Point-based annotation data
____
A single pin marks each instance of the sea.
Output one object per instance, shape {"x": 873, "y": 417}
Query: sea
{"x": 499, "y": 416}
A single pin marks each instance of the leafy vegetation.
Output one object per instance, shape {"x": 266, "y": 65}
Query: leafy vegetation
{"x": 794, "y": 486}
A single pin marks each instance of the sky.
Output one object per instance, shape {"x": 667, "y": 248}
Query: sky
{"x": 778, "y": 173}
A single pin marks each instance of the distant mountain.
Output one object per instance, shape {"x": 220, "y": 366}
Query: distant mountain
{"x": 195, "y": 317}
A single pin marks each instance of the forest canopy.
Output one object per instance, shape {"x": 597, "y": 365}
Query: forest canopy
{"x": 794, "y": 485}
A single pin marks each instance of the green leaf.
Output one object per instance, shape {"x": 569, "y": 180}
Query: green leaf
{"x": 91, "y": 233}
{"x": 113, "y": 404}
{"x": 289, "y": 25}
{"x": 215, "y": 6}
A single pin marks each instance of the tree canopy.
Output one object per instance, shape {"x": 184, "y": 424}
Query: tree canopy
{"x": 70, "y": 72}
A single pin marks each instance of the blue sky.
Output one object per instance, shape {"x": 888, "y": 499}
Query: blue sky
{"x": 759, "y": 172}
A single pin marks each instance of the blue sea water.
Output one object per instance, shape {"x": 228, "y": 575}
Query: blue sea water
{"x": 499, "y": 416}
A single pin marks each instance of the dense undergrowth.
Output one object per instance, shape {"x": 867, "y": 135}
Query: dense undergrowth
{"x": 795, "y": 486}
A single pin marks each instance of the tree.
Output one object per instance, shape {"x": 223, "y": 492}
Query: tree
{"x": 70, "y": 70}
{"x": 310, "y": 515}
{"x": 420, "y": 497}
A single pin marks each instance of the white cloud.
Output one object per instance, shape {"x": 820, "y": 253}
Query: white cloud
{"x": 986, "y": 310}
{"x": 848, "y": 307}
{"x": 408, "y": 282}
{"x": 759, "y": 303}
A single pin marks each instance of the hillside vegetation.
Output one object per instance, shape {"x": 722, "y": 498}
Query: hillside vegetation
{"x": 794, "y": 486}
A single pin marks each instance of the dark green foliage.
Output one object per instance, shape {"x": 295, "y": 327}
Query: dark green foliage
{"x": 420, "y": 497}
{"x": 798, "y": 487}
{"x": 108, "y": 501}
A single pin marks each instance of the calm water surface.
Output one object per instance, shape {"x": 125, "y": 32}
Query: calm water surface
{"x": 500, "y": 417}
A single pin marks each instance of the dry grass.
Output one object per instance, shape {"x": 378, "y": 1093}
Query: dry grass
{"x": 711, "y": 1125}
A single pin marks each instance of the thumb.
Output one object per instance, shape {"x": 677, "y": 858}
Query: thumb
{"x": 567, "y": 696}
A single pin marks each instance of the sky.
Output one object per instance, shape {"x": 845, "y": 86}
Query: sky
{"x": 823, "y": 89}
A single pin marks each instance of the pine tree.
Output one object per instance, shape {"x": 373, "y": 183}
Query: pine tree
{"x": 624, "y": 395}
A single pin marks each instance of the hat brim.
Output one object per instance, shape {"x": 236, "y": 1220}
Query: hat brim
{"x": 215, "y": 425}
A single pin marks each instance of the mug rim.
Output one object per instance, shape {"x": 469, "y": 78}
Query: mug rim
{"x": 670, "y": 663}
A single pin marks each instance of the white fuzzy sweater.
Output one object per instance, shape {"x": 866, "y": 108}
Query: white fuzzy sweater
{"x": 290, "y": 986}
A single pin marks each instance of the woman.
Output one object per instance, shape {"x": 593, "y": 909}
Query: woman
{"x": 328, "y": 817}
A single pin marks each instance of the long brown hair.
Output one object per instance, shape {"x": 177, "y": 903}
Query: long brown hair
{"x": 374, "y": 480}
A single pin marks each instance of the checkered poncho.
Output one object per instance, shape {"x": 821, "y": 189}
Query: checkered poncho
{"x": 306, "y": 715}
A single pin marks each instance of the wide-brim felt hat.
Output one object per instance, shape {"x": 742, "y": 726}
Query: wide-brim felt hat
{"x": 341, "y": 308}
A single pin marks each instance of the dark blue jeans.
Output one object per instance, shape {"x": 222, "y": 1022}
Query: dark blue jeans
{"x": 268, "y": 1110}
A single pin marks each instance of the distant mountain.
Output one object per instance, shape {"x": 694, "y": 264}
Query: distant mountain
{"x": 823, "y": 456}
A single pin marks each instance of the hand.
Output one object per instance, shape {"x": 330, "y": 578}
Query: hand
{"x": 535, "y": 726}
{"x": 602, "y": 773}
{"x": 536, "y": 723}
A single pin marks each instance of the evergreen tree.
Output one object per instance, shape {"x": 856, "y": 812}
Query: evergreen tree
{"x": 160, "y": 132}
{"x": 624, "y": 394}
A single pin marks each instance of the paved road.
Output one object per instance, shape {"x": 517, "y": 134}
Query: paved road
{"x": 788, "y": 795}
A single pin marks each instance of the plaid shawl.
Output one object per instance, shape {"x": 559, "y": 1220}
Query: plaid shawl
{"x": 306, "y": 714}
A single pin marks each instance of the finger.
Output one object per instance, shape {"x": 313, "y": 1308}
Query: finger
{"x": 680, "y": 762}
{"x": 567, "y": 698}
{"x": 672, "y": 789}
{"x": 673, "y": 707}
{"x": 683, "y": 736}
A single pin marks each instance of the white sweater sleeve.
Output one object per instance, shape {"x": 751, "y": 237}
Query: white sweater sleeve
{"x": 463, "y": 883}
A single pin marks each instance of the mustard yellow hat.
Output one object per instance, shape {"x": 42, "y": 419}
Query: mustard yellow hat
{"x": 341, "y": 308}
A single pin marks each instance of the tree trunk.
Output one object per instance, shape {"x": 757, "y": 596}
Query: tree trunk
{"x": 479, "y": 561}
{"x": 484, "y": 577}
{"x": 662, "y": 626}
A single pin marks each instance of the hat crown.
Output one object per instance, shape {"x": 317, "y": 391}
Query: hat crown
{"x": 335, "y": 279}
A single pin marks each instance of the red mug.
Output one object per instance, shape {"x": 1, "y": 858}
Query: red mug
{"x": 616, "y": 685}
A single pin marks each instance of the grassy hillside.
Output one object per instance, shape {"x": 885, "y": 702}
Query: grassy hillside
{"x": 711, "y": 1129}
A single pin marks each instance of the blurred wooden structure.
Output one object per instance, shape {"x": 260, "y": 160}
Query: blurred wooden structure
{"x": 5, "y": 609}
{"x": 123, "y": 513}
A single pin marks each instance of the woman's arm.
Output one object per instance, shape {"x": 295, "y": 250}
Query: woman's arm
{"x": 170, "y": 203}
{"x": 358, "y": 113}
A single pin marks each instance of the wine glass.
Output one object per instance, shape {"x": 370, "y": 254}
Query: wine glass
____
* [Your objective]: Quote every line of the data, word for word.

* [Correct output]:
A single pin marks each instance of the sea.
Output one object per instance, shape {"x": 873, "y": 417}
Query: sea
{"x": 499, "y": 416}
A single pin marks each instance of the leafy vegetation.
Output one object per instance, shape {"x": 266, "y": 65}
Query: leafy vegetation
{"x": 794, "y": 486}
A single pin marks each instance of the sky.
Output one object per instance, shape {"x": 667, "y": 248}
Query: sky
{"x": 778, "y": 173}
A single pin marks each instance of the distant mountain.
Output one object per instance, shape {"x": 220, "y": 366}
Query: distant mountain
{"x": 195, "y": 317}
A single pin marks each instance of the forest canopy.
Output one object per instance, shape {"x": 597, "y": 365}
Query: forest canopy
{"x": 794, "y": 485}
A single pin marks each instance of the green leaf.
Output one object per instance, shape {"x": 569, "y": 180}
Query: green leaf
{"x": 91, "y": 233}
{"x": 113, "y": 404}
{"x": 289, "y": 25}
{"x": 215, "y": 6}
A single pin marks each instance of the tree canopy.
Output one object per instance, shape {"x": 184, "y": 424}
Query: tree canopy
{"x": 70, "y": 72}
A single pin marks each instance of the blue sky.
Output one object per instance, shape {"x": 888, "y": 499}
Query: blue sky
{"x": 759, "y": 172}
A single pin marks each instance of the blue sea water.
Output one object per instance, shape {"x": 228, "y": 575}
Query: blue sea water
{"x": 499, "y": 416}
A single pin marks each instance of the dense undergrowth.
Output one object per instance, shape {"x": 867, "y": 135}
Query: dense undergrowth
{"x": 795, "y": 486}
A single pin marks each instance of the tree.
Output one object per instance, shape {"x": 223, "y": 492}
Query: tree
{"x": 70, "y": 70}
{"x": 310, "y": 515}
{"x": 420, "y": 497}
A single pin marks each instance of the white cloud.
Output one object per instance, shape {"x": 820, "y": 253}
Query: white cloud
{"x": 986, "y": 310}
{"x": 848, "y": 307}
{"x": 408, "y": 282}
{"x": 759, "y": 303}
A single pin marks each instance of the hillside vegetation.
Output one object per instance, shape {"x": 722, "y": 498}
Query: hillside vegetation
{"x": 794, "y": 486}
A single pin marks each instance of the dark green foliage.
Output one object per instance, shape {"x": 295, "y": 327}
Query: dark green foliage
{"x": 420, "y": 497}
{"x": 798, "y": 487}
{"x": 108, "y": 501}
A single pin marks each instance of the calm water surface.
Output one object per instance, shape {"x": 125, "y": 32}
Query: calm water surface
{"x": 500, "y": 417}
A single pin marks each instance of the dry grass.
Output one object per instance, shape {"x": 378, "y": 1093}
Query: dry grass
{"x": 711, "y": 1125}
A single pin marks each instance of the thumb.
Output one object per instance, shape {"x": 677, "y": 858}
Query: thumb
{"x": 567, "y": 696}
A single pin marks each instance of the sky.
Output one object per instance, shape {"x": 845, "y": 86}
Query: sky
{"x": 823, "y": 89}
A single pin marks each instance of the pine tree.
Output one object per instance, shape {"x": 373, "y": 183}
Query: pine tree
{"x": 624, "y": 395}
A single pin marks each instance of the hat brim.
Output one object per instance, shape {"x": 236, "y": 1220}
Query: hat brim
{"x": 215, "y": 425}
A single pin marks each instance of the mug rim.
Output one object per instance, shape {"x": 469, "y": 78}
Query: mug rim
{"x": 670, "y": 663}
A single pin marks each instance of the white fuzzy sweater.
Output one object per instance, shape {"x": 866, "y": 108}
Query: white fuzzy sweater
{"x": 290, "y": 986}
A single pin marks each instance of the woman.
Output one object per instance, shape {"x": 593, "y": 909}
Query: woman
{"x": 328, "y": 817}
A single pin marks each instance of the long brown hair.
Output one object per instance, shape {"x": 177, "y": 903}
Query: long brown hair
{"x": 374, "y": 480}
A single pin marks each instance of the checkered poncho.
Output one object per instance, shape {"x": 821, "y": 189}
Query: checkered poncho
{"x": 306, "y": 715}
A single pin marks each instance of the wide-brim felt hat.
Output one object per instance, shape {"x": 742, "y": 726}
Query: wide-brim felt hat
{"x": 341, "y": 308}
A single pin marks each instance of the dark blue jeans.
Output one object per instance, shape {"x": 222, "y": 1022}
Query: dark blue jeans
{"x": 268, "y": 1110}
A single pin marks each instance of the distant mountain.
Output one object per instance, shape {"x": 694, "y": 264}
Query: distant mountain
{"x": 823, "y": 456}
A single pin marks each instance of the hand.
Output one object per instance, shape {"x": 330, "y": 578}
Query: hand
{"x": 535, "y": 726}
{"x": 602, "y": 773}
{"x": 536, "y": 723}
A single pin marks each instance of the evergreen tree.
Output one object per instance, shape {"x": 856, "y": 812}
Query: evergreen tree
{"x": 160, "y": 132}
{"x": 624, "y": 394}
A single pin marks each instance of the paved road.
Output one object per instance, shape {"x": 517, "y": 134}
Query: paved road
{"x": 788, "y": 795}
A single pin marks each instance of the plaid shawl.
Output one object per instance, shape {"x": 559, "y": 1220}
Query: plaid shawl
{"x": 306, "y": 714}
A single pin marks each instance of the finger.
Output one object per instance, shape {"x": 313, "y": 1308}
Query: finger
{"x": 680, "y": 762}
{"x": 567, "y": 698}
{"x": 672, "y": 789}
{"x": 673, "y": 707}
{"x": 683, "y": 736}
A single pin marks each instance of the white sweater sleeve.
Output one object per instance, shape {"x": 751, "y": 237}
Query: white sweater sleeve
{"x": 463, "y": 883}
A single pin marks each instance of the mustard yellow hat.
Output one object per instance, shape {"x": 42, "y": 419}
Query: mustard yellow hat
{"x": 341, "y": 308}
A single pin marks each instance of the tree trunk.
Output one object per instance, shape {"x": 757, "y": 596}
Query: tree trunk
{"x": 479, "y": 561}
{"x": 484, "y": 577}
{"x": 662, "y": 626}
A single pin marks each instance of the hat crown.
Output one object per instance, shape {"x": 317, "y": 391}
Query: hat crown
{"x": 335, "y": 279}
A single pin marks each instance of the red mug.
Output one object per instance, shape {"x": 1, "y": 858}
Query: red mug
{"x": 616, "y": 685}
A single pin marks each instance of the grassy hillside.
Output one object per instance, shape {"x": 885, "y": 702}
Query: grassy hillside
{"x": 711, "y": 1129}
A single pin marks each instance of the blurred wooden structure.
Output one object per instance, shape {"x": 260, "y": 160}
Query: blurred wooden structure
{"x": 5, "y": 609}
{"x": 123, "y": 513}
A single pin marks each instance of the woman's arm.
Output one object per instance, shape {"x": 295, "y": 250}
Query: woman's arm
{"x": 170, "y": 203}
{"x": 358, "y": 113}
A single pin marks each instance of the wine glass.
Output one object per instance, shape {"x": 370, "y": 254}
Query: wine glass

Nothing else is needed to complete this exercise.